▸ RECORDS
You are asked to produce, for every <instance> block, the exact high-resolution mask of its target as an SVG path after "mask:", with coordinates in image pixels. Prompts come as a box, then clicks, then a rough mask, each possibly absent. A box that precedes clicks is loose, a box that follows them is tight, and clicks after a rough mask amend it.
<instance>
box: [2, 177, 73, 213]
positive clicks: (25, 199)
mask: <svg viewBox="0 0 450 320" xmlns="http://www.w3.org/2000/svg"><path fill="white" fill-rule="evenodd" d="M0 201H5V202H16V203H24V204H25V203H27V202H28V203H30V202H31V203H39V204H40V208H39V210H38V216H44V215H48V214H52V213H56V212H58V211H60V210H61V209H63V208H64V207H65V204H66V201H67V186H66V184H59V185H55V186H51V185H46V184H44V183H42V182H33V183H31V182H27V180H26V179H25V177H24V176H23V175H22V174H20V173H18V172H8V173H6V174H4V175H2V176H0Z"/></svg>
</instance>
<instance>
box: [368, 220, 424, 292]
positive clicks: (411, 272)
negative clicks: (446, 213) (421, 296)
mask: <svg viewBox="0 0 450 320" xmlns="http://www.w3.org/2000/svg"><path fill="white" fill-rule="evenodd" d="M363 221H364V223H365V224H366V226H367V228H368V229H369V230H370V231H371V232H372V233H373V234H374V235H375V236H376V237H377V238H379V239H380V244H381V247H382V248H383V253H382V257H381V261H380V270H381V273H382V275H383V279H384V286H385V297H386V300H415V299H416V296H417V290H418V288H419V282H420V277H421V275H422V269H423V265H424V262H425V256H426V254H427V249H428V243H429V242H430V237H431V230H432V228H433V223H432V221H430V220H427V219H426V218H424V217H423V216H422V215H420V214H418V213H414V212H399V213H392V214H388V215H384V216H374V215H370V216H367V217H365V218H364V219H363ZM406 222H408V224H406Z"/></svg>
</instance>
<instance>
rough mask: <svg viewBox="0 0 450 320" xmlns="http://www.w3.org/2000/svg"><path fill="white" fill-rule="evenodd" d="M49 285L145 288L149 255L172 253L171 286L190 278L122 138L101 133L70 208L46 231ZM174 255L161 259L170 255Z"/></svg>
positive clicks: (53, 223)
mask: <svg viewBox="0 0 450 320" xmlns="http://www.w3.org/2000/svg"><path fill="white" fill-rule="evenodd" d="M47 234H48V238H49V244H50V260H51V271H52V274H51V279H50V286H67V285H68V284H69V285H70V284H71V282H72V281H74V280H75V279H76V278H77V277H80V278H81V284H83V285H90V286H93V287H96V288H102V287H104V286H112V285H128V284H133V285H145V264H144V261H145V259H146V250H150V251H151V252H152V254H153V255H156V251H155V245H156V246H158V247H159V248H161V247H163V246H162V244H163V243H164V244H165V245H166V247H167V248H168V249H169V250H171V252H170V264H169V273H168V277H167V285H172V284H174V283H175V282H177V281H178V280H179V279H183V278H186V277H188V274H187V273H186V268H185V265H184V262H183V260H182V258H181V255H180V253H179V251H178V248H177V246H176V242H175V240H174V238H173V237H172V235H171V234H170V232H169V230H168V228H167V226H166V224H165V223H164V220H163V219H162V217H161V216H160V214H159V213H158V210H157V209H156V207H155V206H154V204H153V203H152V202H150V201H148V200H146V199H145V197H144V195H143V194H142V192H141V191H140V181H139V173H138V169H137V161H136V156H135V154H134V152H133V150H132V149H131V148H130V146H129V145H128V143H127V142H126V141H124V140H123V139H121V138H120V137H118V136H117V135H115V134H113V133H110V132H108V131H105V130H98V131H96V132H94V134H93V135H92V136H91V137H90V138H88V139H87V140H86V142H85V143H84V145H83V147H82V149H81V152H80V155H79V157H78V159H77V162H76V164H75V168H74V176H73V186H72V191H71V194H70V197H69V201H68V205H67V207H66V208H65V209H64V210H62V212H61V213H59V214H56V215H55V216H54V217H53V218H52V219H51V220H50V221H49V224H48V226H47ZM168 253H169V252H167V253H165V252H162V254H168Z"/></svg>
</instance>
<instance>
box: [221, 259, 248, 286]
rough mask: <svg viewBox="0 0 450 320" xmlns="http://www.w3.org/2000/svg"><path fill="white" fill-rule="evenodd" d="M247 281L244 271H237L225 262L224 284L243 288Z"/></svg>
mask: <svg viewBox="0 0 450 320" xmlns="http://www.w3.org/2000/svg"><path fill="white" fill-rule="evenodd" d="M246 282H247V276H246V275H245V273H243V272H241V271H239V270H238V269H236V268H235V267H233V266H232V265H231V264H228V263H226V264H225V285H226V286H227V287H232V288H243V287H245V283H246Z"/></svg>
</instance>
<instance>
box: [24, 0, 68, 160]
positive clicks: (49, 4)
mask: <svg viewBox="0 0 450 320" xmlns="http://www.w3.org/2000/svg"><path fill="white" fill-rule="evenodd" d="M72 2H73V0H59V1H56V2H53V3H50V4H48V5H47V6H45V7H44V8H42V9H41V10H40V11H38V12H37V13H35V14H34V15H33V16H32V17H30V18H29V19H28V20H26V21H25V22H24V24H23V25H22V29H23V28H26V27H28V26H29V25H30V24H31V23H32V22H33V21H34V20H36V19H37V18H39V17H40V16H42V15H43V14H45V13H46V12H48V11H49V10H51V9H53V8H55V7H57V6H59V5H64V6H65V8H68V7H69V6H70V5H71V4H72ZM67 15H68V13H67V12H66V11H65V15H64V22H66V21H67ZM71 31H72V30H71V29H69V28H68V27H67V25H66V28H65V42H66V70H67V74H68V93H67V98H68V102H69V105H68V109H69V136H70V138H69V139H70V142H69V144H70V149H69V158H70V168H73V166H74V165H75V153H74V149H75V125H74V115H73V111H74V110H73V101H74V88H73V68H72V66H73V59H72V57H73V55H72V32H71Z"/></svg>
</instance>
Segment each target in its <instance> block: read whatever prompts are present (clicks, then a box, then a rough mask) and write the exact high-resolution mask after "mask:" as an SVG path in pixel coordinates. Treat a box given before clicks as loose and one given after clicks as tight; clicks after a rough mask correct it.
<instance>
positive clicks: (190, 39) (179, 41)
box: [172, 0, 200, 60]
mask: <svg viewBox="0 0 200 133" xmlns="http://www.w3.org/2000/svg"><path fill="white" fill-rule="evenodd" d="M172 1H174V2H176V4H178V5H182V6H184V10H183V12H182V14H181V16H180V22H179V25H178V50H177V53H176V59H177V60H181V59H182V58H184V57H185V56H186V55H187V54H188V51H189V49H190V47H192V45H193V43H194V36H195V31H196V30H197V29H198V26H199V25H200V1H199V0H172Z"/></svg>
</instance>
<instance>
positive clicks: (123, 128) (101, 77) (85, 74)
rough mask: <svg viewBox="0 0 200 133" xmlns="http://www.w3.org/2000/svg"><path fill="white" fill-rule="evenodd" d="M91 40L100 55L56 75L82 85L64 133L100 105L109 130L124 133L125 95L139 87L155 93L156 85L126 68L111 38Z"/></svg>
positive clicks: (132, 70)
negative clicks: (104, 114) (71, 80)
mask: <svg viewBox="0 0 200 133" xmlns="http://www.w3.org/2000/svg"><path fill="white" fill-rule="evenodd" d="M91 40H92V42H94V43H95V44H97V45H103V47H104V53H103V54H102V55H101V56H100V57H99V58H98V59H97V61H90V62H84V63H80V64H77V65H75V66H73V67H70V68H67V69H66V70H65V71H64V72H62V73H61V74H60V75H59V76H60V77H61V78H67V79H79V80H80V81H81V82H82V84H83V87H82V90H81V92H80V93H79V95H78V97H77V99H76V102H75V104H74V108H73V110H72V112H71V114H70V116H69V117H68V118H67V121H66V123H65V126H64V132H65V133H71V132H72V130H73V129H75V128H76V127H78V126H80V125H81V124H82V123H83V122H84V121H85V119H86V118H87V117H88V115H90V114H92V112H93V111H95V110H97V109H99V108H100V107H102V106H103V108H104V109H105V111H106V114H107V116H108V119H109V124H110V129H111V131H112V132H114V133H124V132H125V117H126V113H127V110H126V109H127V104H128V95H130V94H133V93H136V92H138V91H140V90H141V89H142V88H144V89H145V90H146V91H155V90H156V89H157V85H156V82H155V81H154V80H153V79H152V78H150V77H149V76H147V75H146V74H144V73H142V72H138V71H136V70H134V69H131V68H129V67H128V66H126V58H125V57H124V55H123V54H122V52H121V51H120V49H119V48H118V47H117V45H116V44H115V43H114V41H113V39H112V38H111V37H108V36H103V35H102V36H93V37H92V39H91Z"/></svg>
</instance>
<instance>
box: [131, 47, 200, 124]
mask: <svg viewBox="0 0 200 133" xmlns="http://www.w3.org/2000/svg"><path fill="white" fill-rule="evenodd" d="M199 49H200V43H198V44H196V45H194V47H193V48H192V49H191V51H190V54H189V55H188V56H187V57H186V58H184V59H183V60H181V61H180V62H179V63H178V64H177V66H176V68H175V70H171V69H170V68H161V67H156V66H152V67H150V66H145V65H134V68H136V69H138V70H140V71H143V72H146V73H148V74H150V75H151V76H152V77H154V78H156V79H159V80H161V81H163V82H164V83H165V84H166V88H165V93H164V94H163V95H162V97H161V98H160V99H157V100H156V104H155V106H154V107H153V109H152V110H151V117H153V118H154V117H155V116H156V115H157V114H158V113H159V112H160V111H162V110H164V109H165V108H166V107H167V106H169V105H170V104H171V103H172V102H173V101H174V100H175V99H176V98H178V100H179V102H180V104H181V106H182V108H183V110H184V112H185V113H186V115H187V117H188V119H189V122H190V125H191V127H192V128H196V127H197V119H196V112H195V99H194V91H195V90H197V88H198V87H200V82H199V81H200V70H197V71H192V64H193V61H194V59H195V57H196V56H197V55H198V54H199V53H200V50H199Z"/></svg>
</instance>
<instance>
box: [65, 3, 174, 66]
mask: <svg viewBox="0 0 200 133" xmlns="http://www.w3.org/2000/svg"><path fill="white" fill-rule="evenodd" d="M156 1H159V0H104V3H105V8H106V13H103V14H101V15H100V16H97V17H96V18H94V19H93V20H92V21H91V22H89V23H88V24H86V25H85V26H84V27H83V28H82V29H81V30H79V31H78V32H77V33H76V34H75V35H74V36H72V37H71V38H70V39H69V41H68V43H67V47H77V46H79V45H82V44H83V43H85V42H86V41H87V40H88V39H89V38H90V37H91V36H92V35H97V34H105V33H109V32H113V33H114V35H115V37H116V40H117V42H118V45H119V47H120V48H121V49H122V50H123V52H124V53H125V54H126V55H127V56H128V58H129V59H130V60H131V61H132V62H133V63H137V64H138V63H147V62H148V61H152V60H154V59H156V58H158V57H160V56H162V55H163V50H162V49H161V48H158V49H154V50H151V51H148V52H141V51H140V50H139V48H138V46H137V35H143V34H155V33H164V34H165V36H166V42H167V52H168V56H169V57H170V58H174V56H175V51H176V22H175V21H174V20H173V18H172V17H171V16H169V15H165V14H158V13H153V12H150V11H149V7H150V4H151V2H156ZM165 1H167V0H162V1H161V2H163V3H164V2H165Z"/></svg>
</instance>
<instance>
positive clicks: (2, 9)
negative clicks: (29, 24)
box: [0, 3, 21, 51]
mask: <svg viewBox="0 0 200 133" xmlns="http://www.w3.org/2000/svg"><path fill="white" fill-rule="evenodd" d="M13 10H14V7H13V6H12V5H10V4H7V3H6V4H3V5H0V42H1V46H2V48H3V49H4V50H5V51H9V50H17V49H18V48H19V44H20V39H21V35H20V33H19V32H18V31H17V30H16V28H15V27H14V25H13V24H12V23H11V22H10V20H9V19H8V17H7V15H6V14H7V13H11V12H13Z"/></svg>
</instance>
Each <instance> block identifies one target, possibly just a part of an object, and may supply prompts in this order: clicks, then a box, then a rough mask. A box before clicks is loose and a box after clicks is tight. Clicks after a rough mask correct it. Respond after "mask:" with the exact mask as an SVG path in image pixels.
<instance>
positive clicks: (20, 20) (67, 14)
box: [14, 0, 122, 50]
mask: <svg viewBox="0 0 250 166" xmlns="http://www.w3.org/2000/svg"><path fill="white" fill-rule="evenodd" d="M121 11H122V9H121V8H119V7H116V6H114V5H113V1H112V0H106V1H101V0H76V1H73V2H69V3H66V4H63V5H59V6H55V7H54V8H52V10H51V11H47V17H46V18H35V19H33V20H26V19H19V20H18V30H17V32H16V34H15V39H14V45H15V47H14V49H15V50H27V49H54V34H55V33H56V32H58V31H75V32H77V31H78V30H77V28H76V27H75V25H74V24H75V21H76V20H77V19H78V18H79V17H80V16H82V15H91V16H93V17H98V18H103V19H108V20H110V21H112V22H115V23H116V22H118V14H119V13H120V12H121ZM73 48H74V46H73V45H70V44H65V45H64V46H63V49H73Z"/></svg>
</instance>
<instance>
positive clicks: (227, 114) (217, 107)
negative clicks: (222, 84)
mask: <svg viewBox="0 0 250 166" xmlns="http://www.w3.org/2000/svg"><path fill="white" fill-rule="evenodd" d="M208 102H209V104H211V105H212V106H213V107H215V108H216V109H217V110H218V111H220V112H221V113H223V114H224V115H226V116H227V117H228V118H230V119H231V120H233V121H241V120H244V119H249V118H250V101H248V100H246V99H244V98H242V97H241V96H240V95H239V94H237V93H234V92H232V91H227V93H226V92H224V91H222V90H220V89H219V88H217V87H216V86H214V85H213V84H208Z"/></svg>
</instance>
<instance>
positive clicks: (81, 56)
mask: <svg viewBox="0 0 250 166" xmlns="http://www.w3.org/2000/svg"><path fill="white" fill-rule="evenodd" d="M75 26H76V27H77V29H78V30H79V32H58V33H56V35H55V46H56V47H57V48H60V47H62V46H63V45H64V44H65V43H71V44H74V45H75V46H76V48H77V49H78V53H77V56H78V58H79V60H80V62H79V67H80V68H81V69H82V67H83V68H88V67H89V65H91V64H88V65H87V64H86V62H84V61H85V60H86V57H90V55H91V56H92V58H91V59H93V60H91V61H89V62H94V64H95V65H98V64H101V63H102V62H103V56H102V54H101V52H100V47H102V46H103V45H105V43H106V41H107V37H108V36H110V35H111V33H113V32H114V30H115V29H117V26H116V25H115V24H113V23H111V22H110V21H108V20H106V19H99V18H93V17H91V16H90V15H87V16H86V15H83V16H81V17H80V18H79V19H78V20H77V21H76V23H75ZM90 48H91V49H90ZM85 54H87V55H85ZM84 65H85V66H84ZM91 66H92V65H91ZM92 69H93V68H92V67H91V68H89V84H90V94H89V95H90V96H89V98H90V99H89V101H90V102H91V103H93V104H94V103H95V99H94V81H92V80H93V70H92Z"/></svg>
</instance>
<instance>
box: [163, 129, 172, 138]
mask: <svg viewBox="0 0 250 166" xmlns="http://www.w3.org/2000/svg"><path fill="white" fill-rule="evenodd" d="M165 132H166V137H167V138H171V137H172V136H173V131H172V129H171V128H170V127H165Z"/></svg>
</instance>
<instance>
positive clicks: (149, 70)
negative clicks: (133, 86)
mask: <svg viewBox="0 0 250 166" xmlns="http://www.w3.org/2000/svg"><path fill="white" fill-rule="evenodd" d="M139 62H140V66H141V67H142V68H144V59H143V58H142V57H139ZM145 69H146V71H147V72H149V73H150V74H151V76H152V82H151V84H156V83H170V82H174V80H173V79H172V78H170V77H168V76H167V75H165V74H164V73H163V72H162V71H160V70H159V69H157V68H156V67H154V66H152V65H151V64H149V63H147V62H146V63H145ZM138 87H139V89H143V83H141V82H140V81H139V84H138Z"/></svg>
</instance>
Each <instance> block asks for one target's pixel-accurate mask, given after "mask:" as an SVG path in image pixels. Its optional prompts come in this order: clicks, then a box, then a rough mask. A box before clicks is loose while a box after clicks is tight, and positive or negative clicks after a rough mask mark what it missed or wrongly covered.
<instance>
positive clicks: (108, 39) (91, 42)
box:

▸ WORK INSTRUCTIONS
Looking at the material above, count the lines containing the string "then" and reply with the count alone.

▸ ANSWER BELOW
4